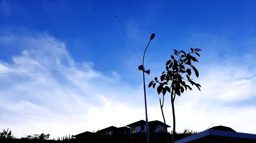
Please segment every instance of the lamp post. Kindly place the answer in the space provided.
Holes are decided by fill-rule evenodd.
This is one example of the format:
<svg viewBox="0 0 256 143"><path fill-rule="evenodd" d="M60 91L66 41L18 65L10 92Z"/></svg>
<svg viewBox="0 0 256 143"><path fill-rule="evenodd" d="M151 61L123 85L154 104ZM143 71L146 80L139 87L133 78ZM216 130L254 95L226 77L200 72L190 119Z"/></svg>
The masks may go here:
<svg viewBox="0 0 256 143"><path fill-rule="evenodd" d="M155 37L155 36L156 35L153 33L152 35L151 35L151 37L150 37L150 42L148 42L148 43L147 44L147 45L146 46L146 49L145 49L145 51L144 52L144 54L143 54L143 58L142 60L142 65L140 65L139 66L138 69L139 70L142 71L143 75L143 87L144 87L144 100L145 101L145 111L146 113L146 139L147 139L147 142L150 143L150 132L148 130L148 121L147 121L147 108L146 108L146 87L145 85L145 74L144 73L147 73L147 74L150 74L150 69L147 70L145 70L145 68L144 68L144 58L145 56L145 53L146 53L146 50L147 49L147 47L148 47L148 45L150 45L150 42L151 42L151 40L153 39L153 38Z"/></svg>

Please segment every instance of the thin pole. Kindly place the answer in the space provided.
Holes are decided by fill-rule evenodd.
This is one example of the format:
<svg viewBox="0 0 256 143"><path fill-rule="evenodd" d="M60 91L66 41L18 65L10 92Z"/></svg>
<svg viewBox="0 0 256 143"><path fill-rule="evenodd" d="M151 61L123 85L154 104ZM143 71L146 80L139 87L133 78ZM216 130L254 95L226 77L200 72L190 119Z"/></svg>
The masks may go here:
<svg viewBox="0 0 256 143"><path fill-rule="evenodd" d="M147 47L150 45L150 42L151 42L152 39L150 39L150 42L147 44L146 46L146 49L145 49L145 51L144 52L143 58L142 60L142 66L143 68L143 87L144 87L144 100L145 101L145 111L146 114L146 140L147 142L150 143L150 131L148 129L148 121L147 120L147 110L146 107L146 85L145 84L145 73L144 71L145 69L144 68L144 58L145 57L145 53L146 53L146 50L147 49Z"/></svg>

-*-*-

Required work: Put every line above into a Markdown table with two columns, Row and Line, numbering the rows in order. Skip the blank lines and leave the pictures out.

Completed exercise:
| Row | Line |
|---|---|
| 1 | Please segment every instance of the lamp post. Kindly place the answer in the space provided. |
| 2 | Holes are decided by fill-rule evenodd. |
| 3 | This is one example of the format: |
| 4 | <svg viewBox="0 0 256 143"><path fill-rule="evenodd" d="M60 91L66 41L18 65L10 92Z"/></svg> |
| 5 | <svg viewBox="0 0 256 143"><path fill-rule="evenodd" d="M151 61L123 85L154 104ZM143 71L146 80L139 87L133 78ZM216 130L254 95L226 77L200 72L190 119Z"/></svg> |
| 6 | The masks may go here: |
| 7 | <svg viewBox="0 0 256 143"><path fill-rule="evenodd" d="M155 37L155 36L156 35L153 33L152 35L151 35L151 37L150 37L150 42L148 42L148 43L147 44L147 45L146 46L146 49L145 49L145 51L144 52L144 54L143 54L143 58L142 60L142 65L140 65L139 66L138 69L139 70L142 71L143 75L143 87L144 87L144 100L145 101L145 111L146 113L146 139L147 139L147 142L150 143L150 132L148 130L148 121L147 121L147 108L146 108L146 87L145 85L145 74L144 73L147 73L147 74L150 74L150 69L147 70L145 70L145 68L144 68L144 58L145 56L145 53L146 53L146 50L147 49L147 47L148 47L148 45L150 45L150 42L151 42L151 40L153 39L153 38Z"/></svg> |
| 8 | Please segment every instance of the thin pole. Kindly place the answer in the space provided. |
| 9 | Holes are decided by fill-rule evenodd. |
| 10 | This is one example of the format: |
| 11 | <svg viewBox="0 0 256 143"><path fill-rule="evenodd" d="M60 91L66 41L18 65L10 92Z"/></svg> |
| 12 | <svg viewBox="0 0 256 143"><path fill-rule="evenodd" d="M151 61L123 85L154 104ZM143 71L146 80L139 87L133 78ZM216 130L254 95L226 77L200 72L190 119Z"/></svg> |
| 13 | The masks may go here: |
| 14 | <svg viewBox="0 0 256 143"><path fill-rule="evenodd" d="M147 47L150 45L150 42L151 42L152 39L150 39L150 42L147 44L146 46L146 49L145 49L145 51L144 52L143 58L142 60L142 66L143 68L143 87L144 87L144 100L145 101L145 111L146 114L146 140L147 142L150 143L150 131L148 129L148 121L147 120L147 110L146 107L146 85L145 84L145 73L144 71L145 69L144 68L144 58L145 57L145 53L146 53L146 50L147 49Z"/></svg> |